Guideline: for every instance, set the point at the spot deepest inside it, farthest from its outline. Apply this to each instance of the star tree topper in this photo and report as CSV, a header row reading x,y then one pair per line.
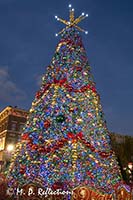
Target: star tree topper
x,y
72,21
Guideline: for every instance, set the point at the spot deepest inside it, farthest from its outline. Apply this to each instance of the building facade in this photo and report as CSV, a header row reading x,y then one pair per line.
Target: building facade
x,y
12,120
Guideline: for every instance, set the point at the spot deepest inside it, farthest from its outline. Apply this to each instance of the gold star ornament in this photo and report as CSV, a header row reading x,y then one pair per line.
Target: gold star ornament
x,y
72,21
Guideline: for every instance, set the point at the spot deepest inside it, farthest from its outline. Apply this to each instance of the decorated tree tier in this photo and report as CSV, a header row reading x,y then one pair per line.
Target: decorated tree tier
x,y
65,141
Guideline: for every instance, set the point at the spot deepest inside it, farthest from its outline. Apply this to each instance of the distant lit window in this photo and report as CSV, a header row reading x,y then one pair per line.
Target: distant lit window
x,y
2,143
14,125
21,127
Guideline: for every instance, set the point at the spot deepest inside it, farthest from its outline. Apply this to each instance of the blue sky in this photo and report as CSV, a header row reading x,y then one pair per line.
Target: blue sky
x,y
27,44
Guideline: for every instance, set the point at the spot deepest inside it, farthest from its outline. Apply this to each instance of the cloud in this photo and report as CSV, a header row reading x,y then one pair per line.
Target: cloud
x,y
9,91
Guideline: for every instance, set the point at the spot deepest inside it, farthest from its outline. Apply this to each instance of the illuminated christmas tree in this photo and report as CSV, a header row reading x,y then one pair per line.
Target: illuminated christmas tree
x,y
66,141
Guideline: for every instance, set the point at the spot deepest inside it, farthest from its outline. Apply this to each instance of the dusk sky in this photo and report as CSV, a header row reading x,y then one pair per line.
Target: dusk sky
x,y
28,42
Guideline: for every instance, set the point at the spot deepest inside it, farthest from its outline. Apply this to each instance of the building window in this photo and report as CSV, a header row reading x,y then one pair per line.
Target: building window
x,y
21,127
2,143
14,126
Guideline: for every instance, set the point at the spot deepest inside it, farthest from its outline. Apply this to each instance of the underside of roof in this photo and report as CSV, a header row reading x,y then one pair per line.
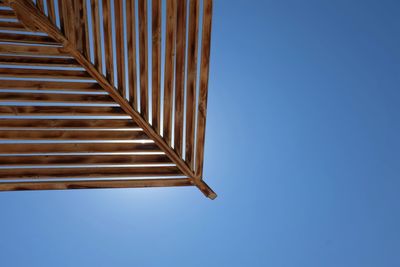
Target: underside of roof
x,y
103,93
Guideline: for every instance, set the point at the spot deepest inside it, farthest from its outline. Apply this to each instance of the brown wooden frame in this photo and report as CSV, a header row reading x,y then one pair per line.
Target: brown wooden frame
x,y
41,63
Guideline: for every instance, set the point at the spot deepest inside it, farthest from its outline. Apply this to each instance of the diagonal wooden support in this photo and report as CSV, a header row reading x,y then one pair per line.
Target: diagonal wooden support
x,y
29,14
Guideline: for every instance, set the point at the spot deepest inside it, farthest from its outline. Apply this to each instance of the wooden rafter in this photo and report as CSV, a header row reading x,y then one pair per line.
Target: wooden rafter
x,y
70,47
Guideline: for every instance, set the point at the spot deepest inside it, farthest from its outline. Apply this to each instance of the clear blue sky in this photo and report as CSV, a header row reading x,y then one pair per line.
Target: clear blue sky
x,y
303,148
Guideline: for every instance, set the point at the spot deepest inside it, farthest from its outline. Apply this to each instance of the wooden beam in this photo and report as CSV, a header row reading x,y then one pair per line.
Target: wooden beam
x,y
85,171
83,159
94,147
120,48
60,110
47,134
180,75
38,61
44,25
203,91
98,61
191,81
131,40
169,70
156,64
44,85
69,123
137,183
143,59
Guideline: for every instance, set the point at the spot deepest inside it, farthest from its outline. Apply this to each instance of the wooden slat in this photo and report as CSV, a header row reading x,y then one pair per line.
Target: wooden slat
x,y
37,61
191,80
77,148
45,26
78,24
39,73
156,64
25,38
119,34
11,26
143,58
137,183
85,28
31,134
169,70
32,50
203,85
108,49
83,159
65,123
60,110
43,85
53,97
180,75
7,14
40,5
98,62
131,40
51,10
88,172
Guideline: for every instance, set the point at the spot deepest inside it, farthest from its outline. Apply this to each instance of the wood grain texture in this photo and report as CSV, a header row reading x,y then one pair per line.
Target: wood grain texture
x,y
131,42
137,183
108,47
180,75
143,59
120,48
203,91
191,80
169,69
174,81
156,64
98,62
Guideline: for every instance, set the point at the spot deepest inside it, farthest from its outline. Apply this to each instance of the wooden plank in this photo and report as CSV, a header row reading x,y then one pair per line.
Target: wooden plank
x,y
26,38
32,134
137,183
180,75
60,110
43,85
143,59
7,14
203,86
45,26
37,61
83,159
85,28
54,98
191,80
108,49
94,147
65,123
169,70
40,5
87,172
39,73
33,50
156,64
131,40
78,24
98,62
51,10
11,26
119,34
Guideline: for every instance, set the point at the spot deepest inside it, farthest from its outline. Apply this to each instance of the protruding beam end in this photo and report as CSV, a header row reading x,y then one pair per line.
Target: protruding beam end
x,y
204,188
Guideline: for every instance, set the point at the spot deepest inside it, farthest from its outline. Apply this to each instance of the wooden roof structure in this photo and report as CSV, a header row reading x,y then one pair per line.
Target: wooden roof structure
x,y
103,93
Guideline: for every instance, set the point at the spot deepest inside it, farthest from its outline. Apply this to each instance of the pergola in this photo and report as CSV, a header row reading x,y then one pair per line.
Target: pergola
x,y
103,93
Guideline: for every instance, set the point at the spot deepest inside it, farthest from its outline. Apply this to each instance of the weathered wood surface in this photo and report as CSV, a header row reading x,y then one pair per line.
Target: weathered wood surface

▶ PROMPT
Repeat the entries exactly and keep the pictures out of the copy.

▶ TASK SOLUTION
Guideline: for every instance, set the point at the spot deepest inside it, farthest from its outline. Apply this to each instance of the star tree topper in this photo and report as CSV, a header row reading x,y then one pair per line.
Target: star tree topper
x,y
72,21
Guideline: for every instance, set the point at the spot deepest inside it, farthest from its outline. Apply this to each instance of the building facade in this photo and report as CSV, a header row reading x,y then one pair per line.
Target: building facade
x,y
12,120
Guideline: for every instance, set the point at the spot deepest inside it, farthest from its outline. Apply this to each instance of the gold star ornament in this photo and report as CSV, a header row reading x,y then one pair per line.
Target: gold star ornament
x,y
72,21
Guideline: for every instance, set the point at the spot deepest inside it, farthest from its outline. Apply this to each instance of the decorated tree tier in this photo and report as CSV, a header row reading x,y then one pair per line.
Target: decorated tree tier
x,y
65,141
Guideline: for every instance, set the point at the spot deepest inside it, farthest from its outline. Apply this to each instance of the distant lit window in this photo and report as CSV, a header row reading x,y then one pair per line.
Target: distant lit window
x,y
2,143
14,125
21,127
Guideline: for every instance, set the point at the spot deepest inside it, farthest from its outline. Apply this to each instance of the blue sky in this photo and report as CSV, a header row reading x,y then one pair per line.
Target: blue sky
x,y
27,44
Guideline: for every instance, set the point at the spot deepest inside it, farthest from its outline. Apply this to each instance of the cloud in this photo and report as CSV, a header row reading x,y then one pair per line.
Target: cloud
x,y
9,91
Guideline: for every instance, set the point at the spot deepest inside it, farthest from its outline. Apply this to each instance of the illuminated christmas tree in this photo and report as CSV, a header row reading x,y then one pair per line.
Target: illuminated christmas tree
x,y
66,141
Guideline: for every instance, set the point at the spot deepest inside it, farthest from its outline. Apply this to each instance of the dusk sky in this photo and report as CSV, a header row reading x,y then one pair per line.
Target: dusk sky
x,y
28,42
Guideline: for every instance, set the point at the spot deepest inside it, farthest from its outline. Apply this to each instance of the building window in this photo and report as CSV, a header row reading x,y then one pair per line.
Target: building window
x,y
21,127
2,143
14,126
Guideline: for every instance, set the point at the spot deepest inside it, farthest from its outline. Apply this to each instance of the underside of roof in this photo and report as CSV, a header row reading x,y then one pair per line.
Target: underside of roof
x,y
103,93
Guideline: for every instance, set the point at the spot deepest inside it, farthest from its outline. Apply this to each instance of the brown wooden frame in this photo and report as CSV, a header row reading x,y then one pair per line.
Target: brown wooden frame
x,y
41,63
Guideline: for every instance, set the point at the spot deepest inside it, farthest from its outline. Apply this to each instance of the diagonal wooden support in this photo and report as CSV, a header row reading x,y then one pair per line.
Target: diagonal wooden support
x,y
29,14
Guideline: for every instance, set the point at the spot deepest inside it, farthest from its outline. Apply this to each instance of the wooden rafter in this photo and report as CSV, a header row reading x,y then one pair per line.
Target: wooden rafter
x,y
70,47
Guideline: for every instance, set the point at the spot deepest inside it, farthest from its outline. Apply this to each instance of the clear blue sky in this photo and report as CSV, a header row reading x,y then one pair per line.
Target: clear blue sky
x,y
303,148
Guideline: for every instance, set the point at the spot deepest inside it, farthest from its outline. Apply this to each instance of the wooden beam in this photo and report as CSV, a header row reading x,y then one pair per line.
Target: wooden beam
x,y
85,171
83,159
94,147
120,48
60,110
47,134
180,75
38,61
44,25
203,91
98,61
191,81
131,40
169,70
156,64
44,85
69,123
137,183
143,59
Guideline: for every instance, set the point at the spot deepest inside it, farthest from its outline. Apply this to each instance of the wooden slat in this photo and report as CSV, a header row reading x,y then one pair per line.
Target: wooden slat
x,y
37,61
191,80
77,148
45,26
78,24
39,73
156,64
25,38
119,34
11,26
143,58
137,183
85,28
31,134
169,70
32,50
203,85
108,49
83,159
65,123
60,110
43,85
53,97
180,75
7,14
40,5
98,62
131,40
51,10
88,172
Guideline: for every instance, set the point at the spot deepest inside it, farthest from its outline. Apply this to each instance of the wood grain texture in this photo and report as CSV, a header row reading x,y then one pair per line.
Target: wood grain texture
x,y
131,42
137,183
108,47
180,75
143,59
120,48
203,91
191,80
169,69
174,81
156,64
98,62
Guideline: for every instance, set the point at the spot deepest inside it, farthest from its outline. Apply this to each instance of the wooden plank in this photo and report as CSV, a header row reading x,y then one pair per line.
Target: wooden plank
x,y
26,38
32,134
137,183
180,75
60,110
43,85
143,59
7,14
203,86
45,26
37,61
83,159
85,28
54,98
191,80
108,49
94,147
65,123
169,70
40,5
87,172
39,73
33,50
156,64
131,40
78,24
98,62
51,10
11,26
119,34
Guideline: for every instance, set the point at the spot deepest inside it, farthest from its outline. Apply this to each instance of the protruding beam end in this photo and report as CSV, a header row reading x,y then one pair per line.
Target: protruding beam end
x,y
204,188
Guideline: for every instance, set the point at the spot deepest inside it, farthest from its outline. Apply this to each instance of the wooden roof structure in this photo and report as CSV, a header row reading x,y then one pair per line.
Target: wooden roof structure
x,y
103,93
Guideline: for every instance, set the point at the spot deepest inside it, farthest from its outline. Apply this to each instance of the pergola in this photo and report as CSV, a header row reading x,y then one pair per line.
Target: pergola
x,y
103,93
Guideline: for every instance, set the point at the spot deepest inside it, farthest from its outline. Apply this to each instance of the weathered wood surface in this photo and report as CSV, a header row reading x,y then one pair per line.
Target: weathered wood surface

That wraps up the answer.